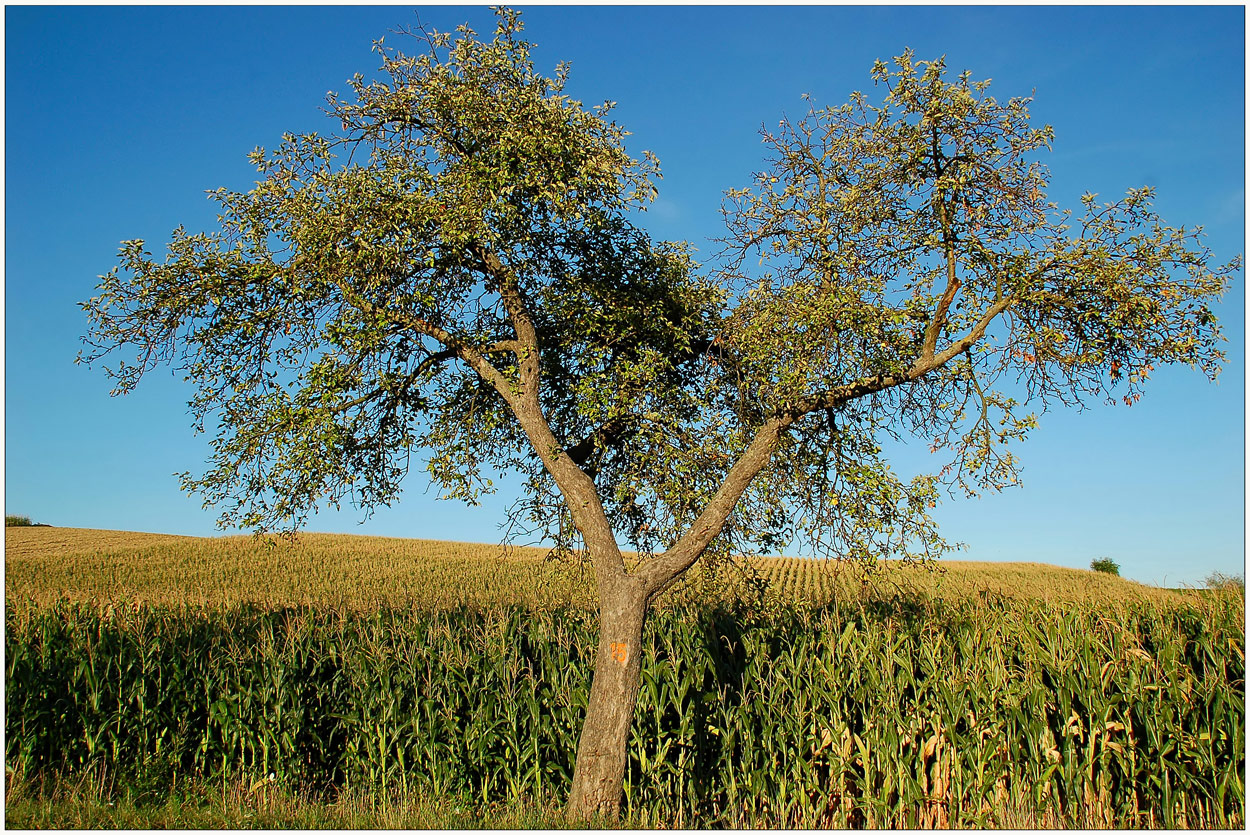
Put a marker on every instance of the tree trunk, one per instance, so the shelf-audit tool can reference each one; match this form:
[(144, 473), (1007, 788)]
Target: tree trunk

* * *

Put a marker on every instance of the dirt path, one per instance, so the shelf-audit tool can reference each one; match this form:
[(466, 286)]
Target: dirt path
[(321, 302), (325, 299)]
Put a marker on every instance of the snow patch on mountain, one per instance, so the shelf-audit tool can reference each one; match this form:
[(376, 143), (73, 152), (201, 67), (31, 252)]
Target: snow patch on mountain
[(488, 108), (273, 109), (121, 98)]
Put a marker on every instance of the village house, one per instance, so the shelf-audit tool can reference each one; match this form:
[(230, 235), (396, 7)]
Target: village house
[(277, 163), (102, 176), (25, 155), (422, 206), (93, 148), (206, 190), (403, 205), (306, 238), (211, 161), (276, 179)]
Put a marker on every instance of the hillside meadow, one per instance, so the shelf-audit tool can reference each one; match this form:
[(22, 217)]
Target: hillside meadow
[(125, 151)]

Do this
Recast the lines from the one containing "Put a marker on every instance of the tree" through the one containing "Target: tree trunk" as a numbered list, leaving out any blank lines.

Task response
1. Put a marker on every instance of the tree trunk, one per instance, so the shelf-audit tool can reference each one; match this form:
2. [(144, 473), (1007, 788)]
3. Target: tree trunk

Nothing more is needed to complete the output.